[Records from a data collection]
----

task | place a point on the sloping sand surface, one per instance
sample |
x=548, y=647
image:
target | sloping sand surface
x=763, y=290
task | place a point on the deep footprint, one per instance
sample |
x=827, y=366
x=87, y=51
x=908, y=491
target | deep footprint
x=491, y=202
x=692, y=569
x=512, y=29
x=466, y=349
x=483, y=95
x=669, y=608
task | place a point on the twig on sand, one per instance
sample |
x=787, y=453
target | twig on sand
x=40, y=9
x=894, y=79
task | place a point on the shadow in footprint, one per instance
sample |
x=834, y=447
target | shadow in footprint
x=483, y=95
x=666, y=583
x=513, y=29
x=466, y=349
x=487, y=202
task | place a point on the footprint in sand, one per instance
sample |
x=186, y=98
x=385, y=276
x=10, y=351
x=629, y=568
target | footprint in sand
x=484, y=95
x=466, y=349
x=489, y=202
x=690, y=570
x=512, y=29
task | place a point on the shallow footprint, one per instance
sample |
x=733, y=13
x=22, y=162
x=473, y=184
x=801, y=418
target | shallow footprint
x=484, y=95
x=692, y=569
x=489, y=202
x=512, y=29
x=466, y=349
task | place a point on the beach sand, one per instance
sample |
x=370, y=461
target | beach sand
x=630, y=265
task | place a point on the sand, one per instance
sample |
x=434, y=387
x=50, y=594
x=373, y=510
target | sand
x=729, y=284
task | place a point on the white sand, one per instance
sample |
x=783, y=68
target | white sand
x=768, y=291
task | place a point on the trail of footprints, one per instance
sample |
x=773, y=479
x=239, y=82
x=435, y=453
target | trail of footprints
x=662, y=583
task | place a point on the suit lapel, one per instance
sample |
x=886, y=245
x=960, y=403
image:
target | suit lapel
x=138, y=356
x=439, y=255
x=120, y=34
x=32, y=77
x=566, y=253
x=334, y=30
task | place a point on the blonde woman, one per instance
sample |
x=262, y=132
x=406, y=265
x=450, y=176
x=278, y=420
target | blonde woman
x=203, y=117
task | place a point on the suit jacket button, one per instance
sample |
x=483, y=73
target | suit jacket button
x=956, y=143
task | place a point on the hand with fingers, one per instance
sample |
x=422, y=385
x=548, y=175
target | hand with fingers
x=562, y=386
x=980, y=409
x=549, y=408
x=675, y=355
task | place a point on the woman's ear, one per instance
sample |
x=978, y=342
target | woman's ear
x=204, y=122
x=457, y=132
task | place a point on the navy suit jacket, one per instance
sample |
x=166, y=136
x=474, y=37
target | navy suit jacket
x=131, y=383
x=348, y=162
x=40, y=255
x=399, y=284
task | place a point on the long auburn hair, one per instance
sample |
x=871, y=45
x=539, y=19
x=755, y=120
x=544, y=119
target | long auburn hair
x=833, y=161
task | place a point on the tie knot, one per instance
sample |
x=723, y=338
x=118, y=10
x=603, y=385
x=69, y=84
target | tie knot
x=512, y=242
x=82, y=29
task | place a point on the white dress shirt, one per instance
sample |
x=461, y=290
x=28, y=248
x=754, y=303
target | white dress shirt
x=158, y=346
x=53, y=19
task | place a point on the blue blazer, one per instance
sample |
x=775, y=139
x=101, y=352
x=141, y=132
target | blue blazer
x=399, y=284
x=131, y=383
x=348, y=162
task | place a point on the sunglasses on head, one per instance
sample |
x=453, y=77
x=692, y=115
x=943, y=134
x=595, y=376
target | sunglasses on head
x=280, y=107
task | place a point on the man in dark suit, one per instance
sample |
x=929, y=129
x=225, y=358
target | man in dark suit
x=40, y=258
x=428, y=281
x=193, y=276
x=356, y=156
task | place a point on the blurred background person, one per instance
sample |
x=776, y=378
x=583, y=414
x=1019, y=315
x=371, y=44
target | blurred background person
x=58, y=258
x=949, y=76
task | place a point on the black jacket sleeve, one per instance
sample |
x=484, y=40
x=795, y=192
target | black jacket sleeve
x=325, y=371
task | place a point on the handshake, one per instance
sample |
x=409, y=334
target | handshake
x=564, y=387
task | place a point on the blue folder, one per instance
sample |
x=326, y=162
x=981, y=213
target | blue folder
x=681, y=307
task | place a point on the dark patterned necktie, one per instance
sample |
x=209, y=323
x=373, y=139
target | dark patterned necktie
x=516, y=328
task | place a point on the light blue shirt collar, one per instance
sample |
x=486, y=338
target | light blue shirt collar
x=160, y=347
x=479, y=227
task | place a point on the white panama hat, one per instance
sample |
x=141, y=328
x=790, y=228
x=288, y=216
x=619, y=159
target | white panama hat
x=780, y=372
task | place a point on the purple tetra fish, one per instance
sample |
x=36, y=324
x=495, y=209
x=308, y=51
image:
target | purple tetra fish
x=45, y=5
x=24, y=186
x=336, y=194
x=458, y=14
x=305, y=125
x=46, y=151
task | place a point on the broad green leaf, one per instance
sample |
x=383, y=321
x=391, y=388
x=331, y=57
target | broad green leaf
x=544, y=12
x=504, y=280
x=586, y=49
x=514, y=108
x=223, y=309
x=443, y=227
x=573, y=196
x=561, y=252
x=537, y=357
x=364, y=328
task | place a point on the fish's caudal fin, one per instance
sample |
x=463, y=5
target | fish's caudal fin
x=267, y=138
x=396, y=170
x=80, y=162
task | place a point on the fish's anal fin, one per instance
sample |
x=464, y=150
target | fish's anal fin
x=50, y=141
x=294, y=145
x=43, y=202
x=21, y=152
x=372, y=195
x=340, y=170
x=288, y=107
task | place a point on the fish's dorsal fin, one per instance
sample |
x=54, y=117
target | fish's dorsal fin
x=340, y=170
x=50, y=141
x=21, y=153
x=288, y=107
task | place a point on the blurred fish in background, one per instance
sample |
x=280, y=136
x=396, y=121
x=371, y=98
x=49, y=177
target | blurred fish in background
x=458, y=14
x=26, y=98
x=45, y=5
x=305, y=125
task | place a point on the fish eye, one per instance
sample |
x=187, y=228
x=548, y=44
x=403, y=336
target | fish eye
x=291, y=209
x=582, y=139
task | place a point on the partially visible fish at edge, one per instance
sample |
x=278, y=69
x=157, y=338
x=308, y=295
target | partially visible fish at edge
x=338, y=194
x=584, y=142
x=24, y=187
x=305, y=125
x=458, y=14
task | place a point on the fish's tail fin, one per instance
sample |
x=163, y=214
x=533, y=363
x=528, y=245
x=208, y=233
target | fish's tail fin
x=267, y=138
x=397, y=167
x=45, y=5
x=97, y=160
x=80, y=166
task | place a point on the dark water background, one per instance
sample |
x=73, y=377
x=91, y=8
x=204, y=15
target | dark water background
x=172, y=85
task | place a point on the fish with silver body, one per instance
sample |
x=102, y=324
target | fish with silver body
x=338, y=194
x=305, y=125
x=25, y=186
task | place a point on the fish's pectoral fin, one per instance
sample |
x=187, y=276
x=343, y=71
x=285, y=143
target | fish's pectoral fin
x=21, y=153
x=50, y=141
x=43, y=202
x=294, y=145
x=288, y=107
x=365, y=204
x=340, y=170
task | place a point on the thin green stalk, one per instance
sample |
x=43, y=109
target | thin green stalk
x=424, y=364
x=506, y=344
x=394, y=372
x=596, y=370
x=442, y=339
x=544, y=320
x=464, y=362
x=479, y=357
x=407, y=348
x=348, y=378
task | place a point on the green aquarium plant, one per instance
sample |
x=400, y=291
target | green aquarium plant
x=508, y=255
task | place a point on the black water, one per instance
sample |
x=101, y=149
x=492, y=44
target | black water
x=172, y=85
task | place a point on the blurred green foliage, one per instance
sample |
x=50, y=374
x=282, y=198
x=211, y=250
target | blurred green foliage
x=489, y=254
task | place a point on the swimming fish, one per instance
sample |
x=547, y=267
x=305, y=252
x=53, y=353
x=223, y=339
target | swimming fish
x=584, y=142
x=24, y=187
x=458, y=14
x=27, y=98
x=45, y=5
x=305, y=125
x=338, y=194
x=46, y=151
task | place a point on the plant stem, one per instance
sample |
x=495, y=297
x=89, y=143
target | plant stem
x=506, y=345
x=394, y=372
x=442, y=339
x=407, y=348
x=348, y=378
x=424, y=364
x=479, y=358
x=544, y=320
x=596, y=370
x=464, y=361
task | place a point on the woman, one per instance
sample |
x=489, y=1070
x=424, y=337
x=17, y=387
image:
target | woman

----

→ Request
Copy out the lines above exactly, beginning with the line that contains "task | place a point on the broad" and continuing through the line that contains "x=364, y=328", with both of those lines included.

→ Solution for this task
task | place a point on the broad green leaf, one per instance
sample |
x=383, y=321
x=391, y=388
x=331, y=57
target | broad green leaf
x=544, y=12
x=504, y=280
x=586, y=49
x=514, y=108
x=223, y=309
x=443, y=227
x=573, y=196
x=561, y=252
x=537, y=357
x=364, y=328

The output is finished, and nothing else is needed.